--- START ---

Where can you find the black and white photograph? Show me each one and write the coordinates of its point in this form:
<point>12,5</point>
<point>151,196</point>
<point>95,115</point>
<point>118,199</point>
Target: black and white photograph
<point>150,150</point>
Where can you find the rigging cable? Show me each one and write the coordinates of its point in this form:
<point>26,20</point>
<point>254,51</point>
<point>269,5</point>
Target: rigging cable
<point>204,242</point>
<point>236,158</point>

--- END ---
--- START ---

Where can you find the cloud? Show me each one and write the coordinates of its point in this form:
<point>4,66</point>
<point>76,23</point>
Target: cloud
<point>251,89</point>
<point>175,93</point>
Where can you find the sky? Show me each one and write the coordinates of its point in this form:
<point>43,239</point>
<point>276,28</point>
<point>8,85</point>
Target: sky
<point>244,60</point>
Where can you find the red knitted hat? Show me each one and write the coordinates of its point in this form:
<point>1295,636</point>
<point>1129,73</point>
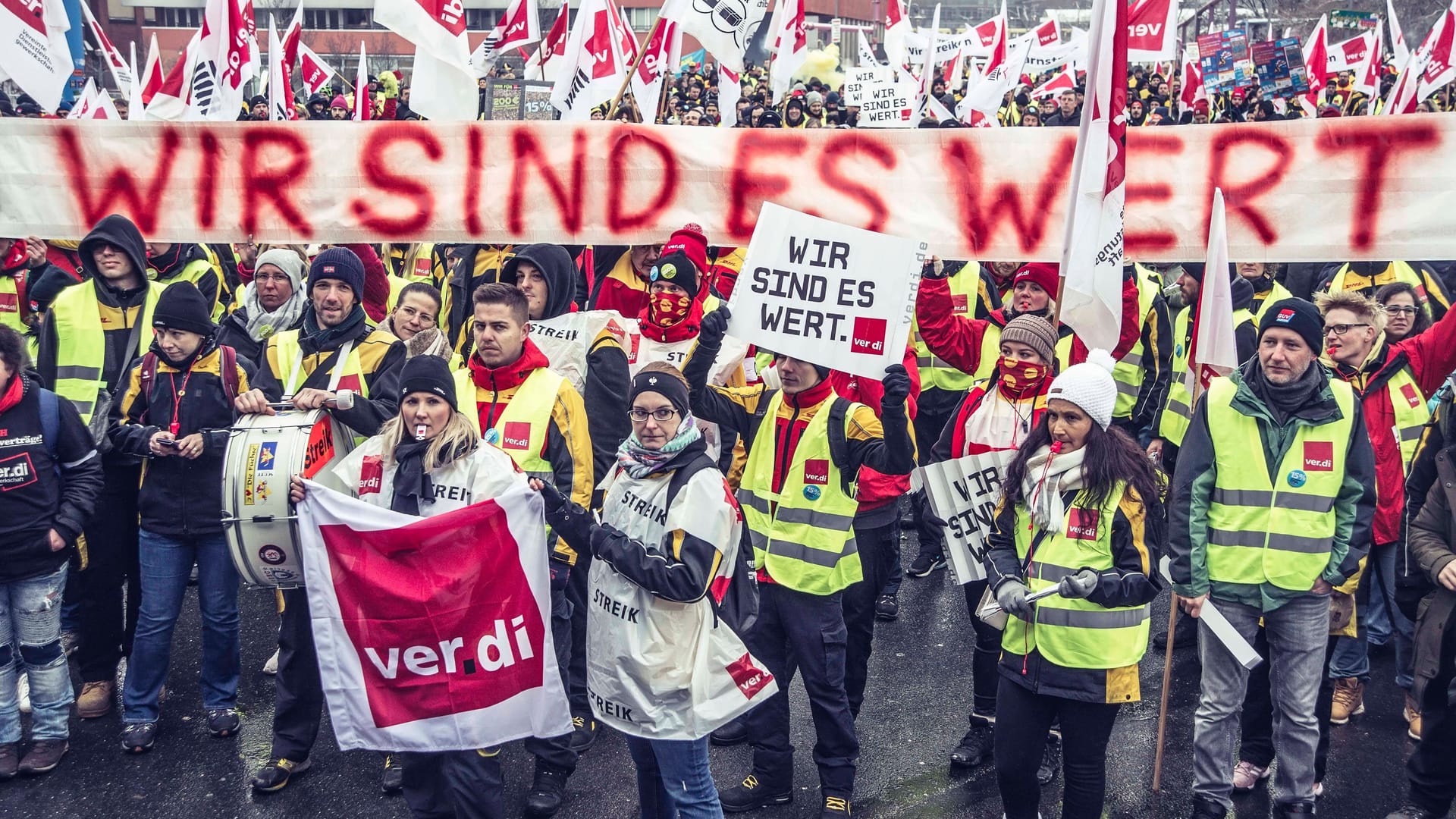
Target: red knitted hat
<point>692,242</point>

--- END ---

§ **What is required**
Going down the listing above, begin printing at the line with "Where can you find the black" and finish with the line with "<point>269,5</point>", exactly as they appear.

§ **Answer to this problem**
Where can you find the black and white photograph? Show me each one and write the coordinates of its point in this form:
<point>12,5</point>
<point>151,196</point>
<point>95,115</point>
<point>118,199</point>
Target: black and white photograph
<point>150,150</point>
Where can you find the rigging cable? Show me each one and write the coordinates of its point in this form:
<point>26,20</point>
<point>254,51</point>
<point>269,5</point>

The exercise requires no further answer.